WHAT TO WORK ON: Every line with "dark" in it should be copied from the data.

(Records excerpted from a collection)
>>>

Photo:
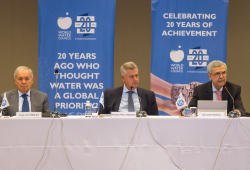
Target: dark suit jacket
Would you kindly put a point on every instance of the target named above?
(205, 92)
(39, 102)
(112, 100)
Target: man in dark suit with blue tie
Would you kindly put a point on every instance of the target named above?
(215, 89)
(125, 98)
(24, 98)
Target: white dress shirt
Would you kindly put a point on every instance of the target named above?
(124, 100)
(20, 100)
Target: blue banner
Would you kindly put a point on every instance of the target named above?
(186, 36)
(77, 39)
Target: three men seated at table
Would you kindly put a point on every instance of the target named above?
(215, 89)
(127, 97)
(24, 98)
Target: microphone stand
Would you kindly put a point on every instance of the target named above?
(56, 114)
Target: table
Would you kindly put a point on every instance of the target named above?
(101, 143)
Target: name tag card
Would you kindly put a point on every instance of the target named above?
(211, 114)
(28, 114)
(123, 114)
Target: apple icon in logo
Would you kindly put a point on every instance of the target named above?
(176, 56)
(64, 22)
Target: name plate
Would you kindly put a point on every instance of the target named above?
(123, 114)
(28, 114)
(211, 114)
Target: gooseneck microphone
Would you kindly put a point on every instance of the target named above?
(232, 114)
(55, 113)
(139, 113)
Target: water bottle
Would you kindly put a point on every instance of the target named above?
(186, 112)
(88, 110)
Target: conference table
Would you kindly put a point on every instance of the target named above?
(102, 143)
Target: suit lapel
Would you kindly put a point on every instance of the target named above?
(209, 91)
(118, 97)
(14, 100)
(225, 94)
(32, 99)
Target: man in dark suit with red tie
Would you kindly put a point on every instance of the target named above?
(215, 89)
(24, 98)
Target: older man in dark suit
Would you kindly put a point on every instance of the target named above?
(25, 99)
(215, 89)
(125, 98)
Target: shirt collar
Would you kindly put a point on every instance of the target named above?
(214, 89)
(125, 90)
(20, 93)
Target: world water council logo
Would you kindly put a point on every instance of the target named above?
(197, 58)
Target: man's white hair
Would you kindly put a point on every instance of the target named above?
(128, 65)
(215, 63)
(23, 68)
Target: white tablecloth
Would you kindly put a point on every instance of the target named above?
(101, 144)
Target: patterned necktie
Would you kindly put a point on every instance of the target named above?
(218, 95)
(25, 107)
(130, 102)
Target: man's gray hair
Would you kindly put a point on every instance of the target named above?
(128, 65)
(23, 68)
(215, 63)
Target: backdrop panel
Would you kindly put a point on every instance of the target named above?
(77, 39)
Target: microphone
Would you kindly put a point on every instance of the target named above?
(139, 113)
(232, 114)
(55, 113)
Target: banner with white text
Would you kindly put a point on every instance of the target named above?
(186, 36)
(77, 39)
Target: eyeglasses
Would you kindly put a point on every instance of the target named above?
(216, 75)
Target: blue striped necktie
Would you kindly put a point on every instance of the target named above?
(131, 107)
(25, 107)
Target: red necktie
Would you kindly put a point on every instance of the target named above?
(218, 95)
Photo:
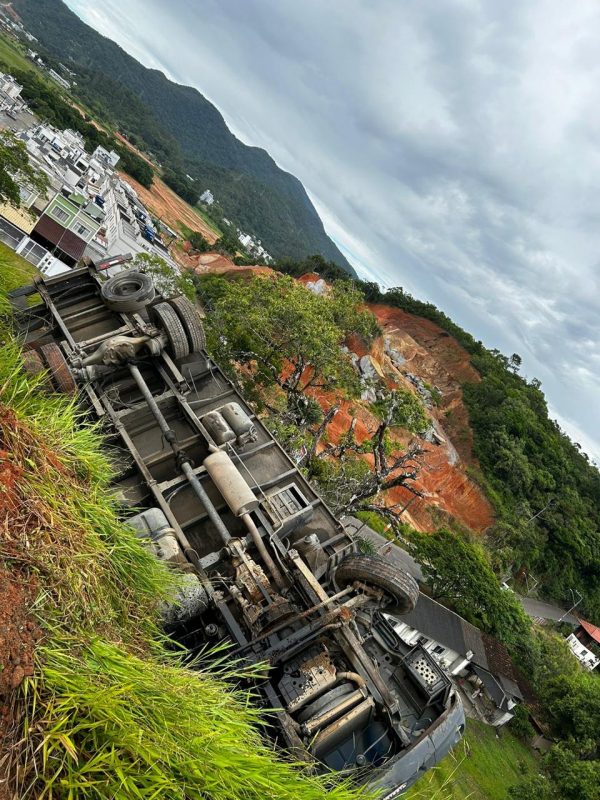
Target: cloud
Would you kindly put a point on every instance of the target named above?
(450, 147)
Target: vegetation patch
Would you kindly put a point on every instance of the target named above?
(484, 766)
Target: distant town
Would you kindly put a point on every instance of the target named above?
(89, 210)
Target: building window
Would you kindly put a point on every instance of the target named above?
(82, 231)
(60, 214)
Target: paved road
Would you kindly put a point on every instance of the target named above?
(540, 610)
(533, 608)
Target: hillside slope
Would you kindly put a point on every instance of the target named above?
(92, 702)
(253, 191)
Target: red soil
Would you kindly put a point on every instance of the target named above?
(167, 206)
(439, 360)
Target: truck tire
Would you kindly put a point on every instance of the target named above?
(190, 320)
(165, 317)
(59, 370)
(32, 362)
(401, 588)
(128, 292)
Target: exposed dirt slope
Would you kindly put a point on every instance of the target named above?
(171, 209)
(415, 354)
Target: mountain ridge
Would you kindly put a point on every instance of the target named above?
(252, 189)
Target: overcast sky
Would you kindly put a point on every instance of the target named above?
(450, 146)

<<<

TASK ANSWER:
Target: dark suit jacket
Target: man in dark suit with blue tie
Target: man in dark suit with red tie
Target: older man in dark suit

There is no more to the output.